# Supplied records:
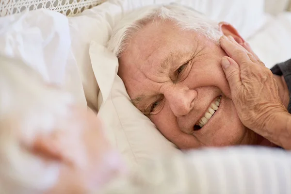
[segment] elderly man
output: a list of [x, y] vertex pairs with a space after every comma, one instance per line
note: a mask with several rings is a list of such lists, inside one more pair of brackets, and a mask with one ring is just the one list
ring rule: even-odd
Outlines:
[[[227, 56], [219, 41], [223, 34], [248, 47], [229, 24], [178, 5], [153, 6], [125, 16], [108, 46], [119, 57], [118, 74], [133, 103], [178, 147], [276, 146], [238, 114], [221, 65]], [[286, 81], [289, 88], [291, 82], [284, 66], [275, 67], [274, 77], [287, 107]]]

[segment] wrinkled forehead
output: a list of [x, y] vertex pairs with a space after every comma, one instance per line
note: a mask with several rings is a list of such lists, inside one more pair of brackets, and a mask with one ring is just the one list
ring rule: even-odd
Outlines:
[[200, 35], [194, 31], [182, 31], [170, 21], [148, 22], [139, 30], [119, 59], [118, 74], [129, 96], [131, 82], [142, 82], [145, 78], [158, 81], [163, 73], [162, 64], [178, 63], [191, 55]]

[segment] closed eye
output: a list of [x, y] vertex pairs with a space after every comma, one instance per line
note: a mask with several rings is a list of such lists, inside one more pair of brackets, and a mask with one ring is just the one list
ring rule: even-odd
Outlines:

# What the task asks:
Reproduce the whole listing above word for word, leaving out the pictures.

# Finished answer:
[segment] elderly man
output: a list of [x, y] vertex pairs with a space after every comma, one instance per line
note: a mask with several rings is a list of such lists, inside one more pair of brackets, and a mask with one ring is just the one list
ring rule: even-odd
Outlines:
[[[227, 56], [219, 41], [223, 34], [248, 47], [229, 24], [178, 5], [153, 6], [125, 16], [108, 46], [119, 57], [118, 74], [133, 103], [178, 147], [276, 146], [238, 114], [221, 65]], [[286, 81], [289, 88], [291, 82], [284, 66], [275, 67], [274, 77], [287, 107]]]

[segment] wrinkled forehead
output: a list of [x, y] vertex pairs with a space after every comma, one instance per line
note: a mask with several rings is a list of such lists, inside one more pair of brackets, and a mask with one ring is just the one list
ring rule: even-odd
Outlines:
[[200, 35], [194, 31], [182, 31], [170, 21], [148, 22], [139, 30], [119, 59], [118, 74], [129, 96], [131, 82], [142, 82], [145, 78], [158, 81], [163, 73], [162, 64], [178, 63], [191, 55]]

[segment] closed eye
output: a list of [x, y] vertex pairs with a space after every comma, one instance per line
note: a mask with several rings is a list of such lists, inside one more pair of brackets, and a mask with one ring is just the one list
ring rule: even-odd
Outlines:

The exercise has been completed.